THE PROBLEM:
Arrange every line of the records below as a numbered list, omitting any blank lines.

GIVEN DATA:
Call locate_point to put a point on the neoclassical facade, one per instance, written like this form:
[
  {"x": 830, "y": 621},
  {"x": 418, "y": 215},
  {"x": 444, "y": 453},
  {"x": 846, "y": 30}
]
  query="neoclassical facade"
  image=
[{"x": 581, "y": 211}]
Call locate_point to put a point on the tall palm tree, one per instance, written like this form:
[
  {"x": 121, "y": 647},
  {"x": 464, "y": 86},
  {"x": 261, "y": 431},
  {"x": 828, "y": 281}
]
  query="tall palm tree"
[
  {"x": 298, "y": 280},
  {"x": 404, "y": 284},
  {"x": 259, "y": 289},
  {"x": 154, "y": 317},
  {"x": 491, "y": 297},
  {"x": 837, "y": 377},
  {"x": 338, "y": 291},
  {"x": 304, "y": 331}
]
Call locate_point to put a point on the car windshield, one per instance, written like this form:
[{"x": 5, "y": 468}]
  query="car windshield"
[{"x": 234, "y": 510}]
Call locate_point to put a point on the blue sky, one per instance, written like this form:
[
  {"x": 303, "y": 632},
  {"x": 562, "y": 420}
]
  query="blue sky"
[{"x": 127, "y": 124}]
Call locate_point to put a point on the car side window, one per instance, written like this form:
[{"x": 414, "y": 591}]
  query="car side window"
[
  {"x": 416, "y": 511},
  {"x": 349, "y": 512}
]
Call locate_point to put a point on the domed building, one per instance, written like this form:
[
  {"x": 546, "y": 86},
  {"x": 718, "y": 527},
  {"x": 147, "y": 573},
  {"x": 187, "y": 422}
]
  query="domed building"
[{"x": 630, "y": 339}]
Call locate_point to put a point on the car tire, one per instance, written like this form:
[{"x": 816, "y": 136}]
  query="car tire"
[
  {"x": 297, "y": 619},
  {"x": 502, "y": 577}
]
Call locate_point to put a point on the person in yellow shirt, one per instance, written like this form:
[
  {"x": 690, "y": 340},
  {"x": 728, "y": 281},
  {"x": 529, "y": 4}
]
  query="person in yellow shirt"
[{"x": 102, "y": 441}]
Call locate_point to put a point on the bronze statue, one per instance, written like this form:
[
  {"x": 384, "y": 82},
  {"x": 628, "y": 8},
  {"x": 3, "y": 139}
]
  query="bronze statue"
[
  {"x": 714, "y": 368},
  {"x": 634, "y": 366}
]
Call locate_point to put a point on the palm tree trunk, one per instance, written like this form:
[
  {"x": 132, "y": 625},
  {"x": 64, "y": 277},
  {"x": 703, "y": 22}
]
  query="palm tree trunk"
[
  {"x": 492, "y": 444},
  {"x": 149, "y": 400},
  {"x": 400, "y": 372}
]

REPLY:
1. Call locate_point to put a point on the neoclassical facade, one per instance, written like this form:
2. [
3.   {"x": 830, "y": 621},
4.   {"x": 418, "y": 215},
5.   {"x": 444, "y": 453},
6.   {"x": 846, "y": 30}
7. ]
8.   query="neoclassical facade"
9.   image=
10. [{"x": 581, "y": 211}]
11. Call locate_point to put a point on the tall palm tree, one per instance, written like this form:
12. [
13.   {"x": 121, "y": 647},
14.   {"x": 464, "y": 86},
15.   {"x": 261, "y": 431},
16.   {"x": 828, "y": 281}
17. ]
18.   query="tall palm tree"
19. [
20.   {"x": 298, "y": 280},
21.   {"x": 404, "y": 284},
22.   {"x": 259, "y": 289},
23.   {"x": 154, "y": 317},
24.   {"x": 491, "y": 297},
25.   {"x": 837, "y": 377},
26.   {"x": 338, "y": 291},
27.   {"x": 304, "y": 331}
28. ]
29. Call locate_point to put a point on the car windshield, one per instance, written like this form:
30. [{"x": 5, "y": 468}]
31.   query="car windshield"
32. [{"x": 234, "y": 510}]
33. Call locate_point to put a point on the blue sky, one per instance, written like this form:
34. [
35.   {"x": 303, "y": 632},
36.   {"x": 562, "y": 420}
37. ]
38.   query="blue sky"
39. [{"x": 127, "y": 124}]
40. Call locate_point to put a point on the car side window, one per instance, written like this form:
41. [{"x": 414, "y": 591}]
42.   query="car side window"
43. [
44.   {"x": 416, "y": 511},
45.   {"x": 349, "y": 512}
46. ]
47. Call locate_point to put a point on the domed building, one per instance, written like this form:
48. [
49.   {"x": 546, "y": 86},
50.   {"x": 718, "y": 527},
51.   {"x": 147, "y": 573},
52.   {"x": 187, "y": 422}
53. ]
54.   query="domed building"
55. [{"x": 630, "y": 339}]
56. Call locate_point to put a point on the car tire, one per instance, written like this form:
57. [{"x": 816, "y": 136}]
58.   query="car tire"
59. [
60.   {"x": 297, "y": 619},
61.   {"x": 502, "y": 577}
62. ]
63. Call locate_point to put a point on the person in yellow shirt, one per instance, written like this form:
64. [
65.   {"x": 690, "y": 340},
66.   {"x": 728, "y": 281},
67.   {"x": 529, "y": 4}
68. ]
69.   query="person in yellow shirt"
70. [{"x": 102, "y": 441}]
71. Call locate_point to put a point on the bronze statue, one per instance, written like this form:
72. [
73.   {"x": 384, "y": 82},
74.   {"x": 628, "y": 8},
75.   {"x": 3, "y": 139}
76. ]
77.   query="bronze statue"
78. [
79.   {"x": 714, "y": 368},
80.   {"x": 634, "y": 366}
81. ]
82. Call locate_point to put a point on the palm tree trunk, one per instance, written like this form:
83. [
84.   {"x": 132, "y": 625},
85.   {"x": 64, "y": 277},
86.   {"x": 703, "y": 22}
87. ]
88.   query="palm tree trunk"
89. [
90.   {"x": 492, "y": 444},
91.   {"x": 149, "y": 400},
92.   {"x": 400, "y": 372}
93. ]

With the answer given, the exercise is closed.